*The exercise*. Select each line of the rows below that contains the string "mask", and copy those lines unchanged.

****

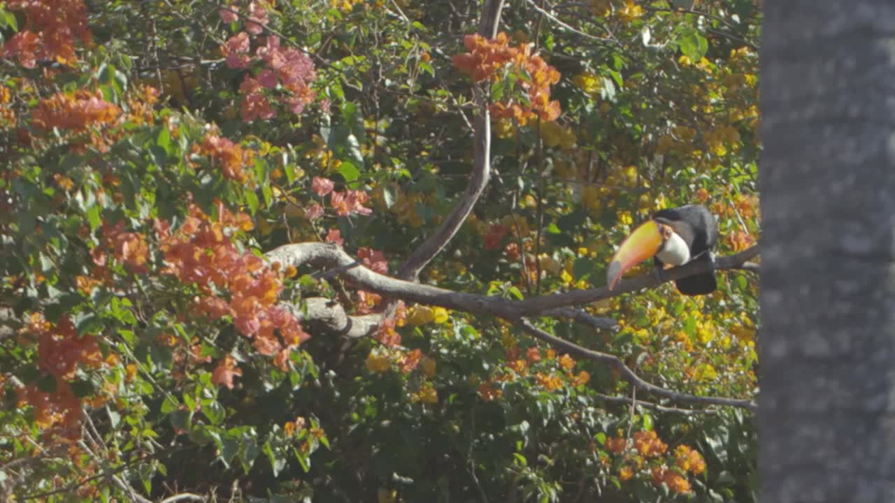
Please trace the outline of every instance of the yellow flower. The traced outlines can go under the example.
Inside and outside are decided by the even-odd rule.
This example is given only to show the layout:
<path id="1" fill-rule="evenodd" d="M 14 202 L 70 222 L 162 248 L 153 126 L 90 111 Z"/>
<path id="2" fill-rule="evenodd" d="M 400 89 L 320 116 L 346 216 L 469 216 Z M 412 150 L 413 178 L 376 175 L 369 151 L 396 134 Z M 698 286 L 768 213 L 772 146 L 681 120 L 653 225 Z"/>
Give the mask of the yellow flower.
<path id="1" fill-rule="evenodd" d="M 444 309 L 444 308 L 440 308 Z M 413 326 L 425 325 L 435 320 L 435 314 L 429 306 L 416 305 L 407 313 L 407 323 Z"/>
<path id="2" fill-rule="evenodd" d="M 624 22 L 632 21 L 644 15 L 644 8 L 634 3 L 634 0 L 626 0 L 625 6 L 618 10 L 618 19 Z"/>
<path id="3" fill-rule="evenodd" d="M 413 402 L 422 402 L 424 404 L 436 404 L 439 401 L 439 393 L 435 390 L 432 383 L 426 382 L 420 387 L 420 390 L 411 396 Z"/>
<path id="4" fill-rule="evenodd" d="M 422 360 L 420 361 L 420 366 L 422 367 L 422 373 L 426 377 L 435 376 L 435 360 L 423 356 Z"/>
<path id="5" fill-rule="evenodd" d="M 436 307 L 432 309 L 432 321 L 441 324 L 447 323 L 450 317 L 448 315 L 448 310 L 443 307 Z"/>
<path id="6" fill-rule="evenodd" d="M 388 361 L 388 358 L 372 353 L 367 356 L 365 363 L 367 364 L 367 369 L 371 372 L 384 372 L 391 369 L 391 362 Z"/>

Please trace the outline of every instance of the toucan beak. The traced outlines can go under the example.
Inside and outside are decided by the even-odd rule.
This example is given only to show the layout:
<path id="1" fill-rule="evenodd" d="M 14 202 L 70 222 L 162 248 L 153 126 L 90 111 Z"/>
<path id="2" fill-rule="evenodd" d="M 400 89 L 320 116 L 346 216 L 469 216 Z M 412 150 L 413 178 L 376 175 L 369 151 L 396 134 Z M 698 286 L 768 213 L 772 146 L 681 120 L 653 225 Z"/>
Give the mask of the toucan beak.
<path id="1" fill-rule="evenodd" d="M 609 262 L 606 275 L 609 290 L 615 287 L 625 271 L 658 253 L 661 246 L 662 234 L 659 222 L 648 220 L 641 224 L 631 235 L 625 238 Z"/>

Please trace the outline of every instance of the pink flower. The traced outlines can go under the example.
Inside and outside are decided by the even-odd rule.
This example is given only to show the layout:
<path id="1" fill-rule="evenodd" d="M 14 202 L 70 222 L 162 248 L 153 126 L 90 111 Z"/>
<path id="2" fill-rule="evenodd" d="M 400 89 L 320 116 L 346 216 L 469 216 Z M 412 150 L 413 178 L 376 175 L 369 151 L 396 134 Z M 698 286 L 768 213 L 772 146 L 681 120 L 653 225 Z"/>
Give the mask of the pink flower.
<path id="1" fill-rule="evenodd" d="M 243 122 L 251 123 L 255 119 L 269 119 L 276 114 L 270 101 L 260 92 L 254 92 L 243 99 Z"/>
<path id="2" fill-rule="evenodd" d="M 217 361 L 217 366 L 211 372 L 211 382 L 217 385 L 224 385 L 229 389 L 233 389 L 233 378 L 243 375 L 243 371 L 236 366 L 236 361 L 233 356 L 225 356 Z"/>
<path id="3" fill-rule="evenodd" d="M 243 99 L 243 122 L 251 123 L 255 119 L 269 119 L 274 116 L 270 101 L 261 94 L 260 90 L 261 84 L 248 75 L 240 84 L 239 91 L 246 95 Z"/>
<path id="4" fill-rule="evenodd" d="M 320 217 L 323 217 L 323 207 L 315 202 L 311 206 L 311 208 L 304 210 L 304 216 L 307 217 L 309 220 L 316 220 Z"/>
<path id="5" fill-rule="evenodd" d="M 289 106 L 289 111 L 298 115 L 304 111 L 304 98 L 300 96 L 292 96 L 286 99 Z"/>
<path id="6" fill-rule="evenodd" d="M 249 21 L 245 23 L 245 29 L 252 35 L 258 35 L 264 31 L 264 24 L 268 23 L 268 9 L 262 2 L 249 3 Z"/>
<path id="7" fill-rule="evenodd" d="M 228 68 L 247 68 L 249 66 L 249 34 L 240 31 L 231 37 L 223 46 L 221 52 L 226 56 Z"/>
<path id="8" fill-rule="evenodd" d="M 370 215 L 373 210 L 363 206 L 368 200 L 370 196 L 363 191 L 345 191 L 333 192 L 329 198 L 329 205 L 336 209 L 336 214 L 339 217 L 347 217 L 352 213 Z"/>
<path id="9" fill-rule="evenodd" d="M 329 229 L 329 232 L 327 233 L 326 241 L 327 243 L 335 243 L 339 246 L 345 243 L 345 240 L 342 239 L 342 232 L 338 229 Z"/>
<path id="10" fill-rule="evenodd" d="M 279 37 L 276 35 L 268 37 L 265 44 L 255 51 L 255 55 L 263 59 L 271 70 L 279 70 L 286 64 L 283 53 L 279 50 Z"/>
<path id="11" fill-rule="evenodd" d="M 333 192 L 334 186 L 335 185 L 332 180 L 328 178 L 322 178 L 320 176 L 314 176 L 314 179 L 311 182 L 311 190 L 317 192 L 317 195 L 320 197 Z"/>
<path id="12" fill-rule="evenodd" d="M 268 90 L 272 90 L 277 87 L 277 73 L 272 70 L 261 70 L 260 73 L 258 74 L 258 82 Z"/>

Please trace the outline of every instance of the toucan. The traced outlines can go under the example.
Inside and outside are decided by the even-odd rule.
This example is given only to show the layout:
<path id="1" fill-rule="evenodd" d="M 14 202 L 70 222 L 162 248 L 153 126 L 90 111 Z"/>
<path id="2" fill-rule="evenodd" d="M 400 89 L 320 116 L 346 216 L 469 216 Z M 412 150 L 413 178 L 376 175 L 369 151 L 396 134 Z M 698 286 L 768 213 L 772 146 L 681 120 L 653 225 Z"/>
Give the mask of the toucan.
<path id="1" fill-rule="evenodd" d="M 653 258 L 659 276 L 663 269 L 682 266 L 693 260 L 713 263 L 711 250 L 718 241 L 718 223 L 712 213 L 698 204 L 656 211 L 622 242 L 608 270 L 611 290 L 625 271 Z M 685 295 L 704 295 L 718 287 L 714 268 L 675 281 Z"/>

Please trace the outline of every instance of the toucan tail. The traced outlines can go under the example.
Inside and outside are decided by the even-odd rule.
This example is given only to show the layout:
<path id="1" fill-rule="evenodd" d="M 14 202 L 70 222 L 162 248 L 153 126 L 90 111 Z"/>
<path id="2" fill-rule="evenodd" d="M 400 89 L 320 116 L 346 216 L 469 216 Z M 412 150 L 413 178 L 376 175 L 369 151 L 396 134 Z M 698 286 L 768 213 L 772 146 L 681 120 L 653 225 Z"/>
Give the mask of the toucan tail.
<path id="1" fill-rule="evenodd" d="M 705 295 L 718 288 L 714 271 L 682 277 L 674 282 L 685 295 Z"/>

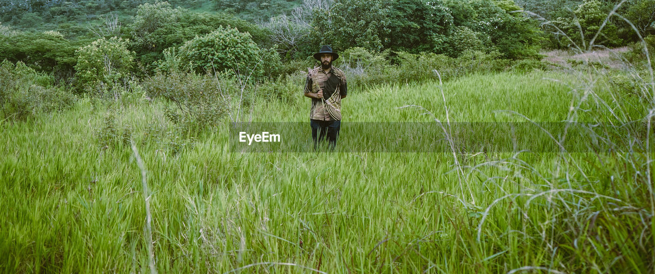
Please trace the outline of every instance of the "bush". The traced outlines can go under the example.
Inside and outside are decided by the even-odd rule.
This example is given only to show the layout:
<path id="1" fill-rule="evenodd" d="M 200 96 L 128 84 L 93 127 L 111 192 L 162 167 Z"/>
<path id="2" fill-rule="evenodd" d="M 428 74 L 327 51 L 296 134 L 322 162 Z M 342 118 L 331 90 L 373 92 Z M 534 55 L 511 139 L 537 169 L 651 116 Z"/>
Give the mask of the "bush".
<path id="1" fill-rule="evenodd" d="M 103 95 L 124 82 L 134 63 L 134 53 L 127 49 L 128 42 L 115 37 L 102 38 L 77 50 L 77 86 Z"/>
<path id="2" fill-rule="evenodd" d="M 453 16 L 440 0 L 392 1 L 389 18 L 385 48 L 412 53 L 432 51 L 453 26 Z"/>
<path id="3" fill-rule="evenodd" d="M 655 35 L 655 0 L 631 0 L 624 5 L 627 7 L 626 18 L 642 35 Z"/>
<path id="4" fill-rule="evenodd" d="M 517 60 L 512 65 L 512 70 L 520 73 L 529 73 L 535 69 L 546 71 L 548 68 L 548 63 L 534 59 Z"/>
<path id="5" fill-rule="evenodd" d="M 179 47 L 196 36 L 204 36 L 219 26 L 231 26 L 252 35 L 259 46 L 268 46 L 268 33 L 257 25 L 233 15 L 193 12 L 181 8 L 172 9 L 166 2 L 139 6 L 134 23 L 130 25 L 135 38 L 132 46 L 137 59 L 149 71 L 156 69 L 153 62 L 163 58 L 163 50 Z"/>
<path id="6" fill-rule="evenodd" d="M 77 48 L 57 31 L 29 33 L 5 31 L 0 26 L 0 56 L 12 62 L 19 61 L 37 71 L 71 71 L 77 60 Z M 4 32 L 5 33 L 2 33 Z"/>
<path id="7" fill-rule="evenodd" d="M 295 73 L 280 75 L 273 80 L 267 80 L 257 86 L 258 97 L 267 100 L 280 100 L 292 104 L 299 101 L 305 86 L 307 72 L 297 71 Z"/>
<path id="8" fill-rule="evenodd" d="M 474 73 L 502 71 L 509 63 L 508 60 L 500 59 L 500 54 L 497 51 L 467 50 L 457 58 L 434 53 L 398 54 L 401 59 L 399 78 L 403 82 L 438 79 L 435 71 L 439 72 L 442 80 L 445 80 Z"/>
<path id="9" fill-rule="evenodd" d="M 172 72 L 157 73 L 143 83 L 151 97 L 161 96 L 173 103 L 166 116 L 181 131 L 202 131 L 215 126 L 229 111 L 229 95 L 236 88 L 228 78 L 212 75 Z"/>
<path id="10" fill-rule="evenodd" d="M 352 48 L 341 54 L 337 65 L 345 73 L 350 86 L 392 83 L 398 80 L 399 71 L 387 61 L 390 53 Z"/>
<path id="11" fill-rule="evenodd" d="M 650 54 L 650 65 L 653 69 L 655 69 L 655 35 L 644 37 L 644 42 L 646 42 L 646 46 Z M 644 51 L 644 44 L 641 42 L 637 42 L 630 44 L 629 47 L 630 50 L 624 54 L 626 58 L 631 63 L 641 64 L 645 66 L 647 59 L 645 58 L 646 52 Z"/>
<path id="12" fill-rule="evenodd" d="M 487 51 L 483 40 L 485 39 L 483 33 L 474 31 L 465 26 L 455 27 L 453 33 L 445 40 L 447 44 L 443 52 L 453 58 L 458 56 L 464 50 Z"/>
<path id="13" fill-rule="evenodd" d="M 216 31 L 187 41 L 178 55 L 184 65 L 196 73 L 214 72 L 263 76 L 275 70 L 280 57 L 269 50 L 261 50 L 248 33 L 236 29 L 219 27 Z M 266 60 L 266 63 L 263 61 Z"/>
<path id="14" fill-rule="evenodd" d="M 568 38 L 552 37 L 552 43 L 559 48 L 574 46 L 586 50 L 591 39 L 600 29 L 601 25 L 607 17 L 608 12 L 603 7 L 603 3 L 598 0 L 586 1 L 573 11 L 575 18 L 560 17 L 553 20 L 552 24 L 561 29 Z M 576 23 L 579 24 L 579 26 Z M 616 26 L 612 21 L 608 21 L 593 43 L 610 47 L 620 46 L 623 41 L 618 38 Z"/>
<path id="15" fill-rule="evenodd" d="M 538 24 L 521 12 L 514 12 L 521 9 L 512 1 L 447 0 L 445 3 L 451 10 L 455 26 L 483 34 L 476 37 L 487 47 L 484 51 L 495 49 L 504 58 L 514 60 L 538 56 L 542 40 Z M 450 44 L 457 46 L 456 43 Z"/>
<path id="16" fill-rule="evenodd" d="M 54 85 L 54 78 L 37 73 L 22 62 L 0 63 L 0 110 L 2 117 L 22 120 L 41 113 L 66 109 L 75 97 L 63 87 Z"/>
<path id="17" fill-rule="evenodd" d="M 390 31 L 388 12 L 380 0 L 336 0 L 329 10 L 316 9 L 310 34 L 314 48 L 331 44 L 335 50 L 353 46 L 381 50 Z"/>

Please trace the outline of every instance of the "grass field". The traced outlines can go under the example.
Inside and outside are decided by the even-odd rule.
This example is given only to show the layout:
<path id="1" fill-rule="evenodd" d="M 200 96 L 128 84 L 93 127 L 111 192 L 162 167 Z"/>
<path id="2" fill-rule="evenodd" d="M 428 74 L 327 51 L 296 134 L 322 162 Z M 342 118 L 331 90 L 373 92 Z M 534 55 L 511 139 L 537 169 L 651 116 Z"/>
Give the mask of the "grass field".
<path id="1" fill-rule="evenodd" d="M 435 118 L 622 124 L 648 109 L 602 80 L 538 71 L 474 75 L 443 90 L 351 89 L 344 127 Z M 297 139 L 309 139 L 309 100 L 300 90 L 291 103 L 257 101 L 252 120 L 307 122 Z M 167 137 L 164 104 L 138 95 L 84 99 L 67 112 L 0 125 L 0 271 L 149 271 L 141 173 L 120 136 L 100 145 L 107 112 L 119 135 L 131 129 L 145 163 L 160 273 L 654 269 L 652 155 L 639 144 L 600 154 L 238 153 L 227 122 L 196 142 Z M 410 105 L 434 117 L 400 108 Z M 362 138 L 354 135 L 340 142 Z"/>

****

*Reply to the exercise*.
Give the mask of the yellow flower.
Give the mask of the toucan beak.
Give the mask of the pink flower.
Give the mask of the toucan.
Give the mask of the toucan tail.
Give the mask of the "bush".
Give the mask of the "grass field".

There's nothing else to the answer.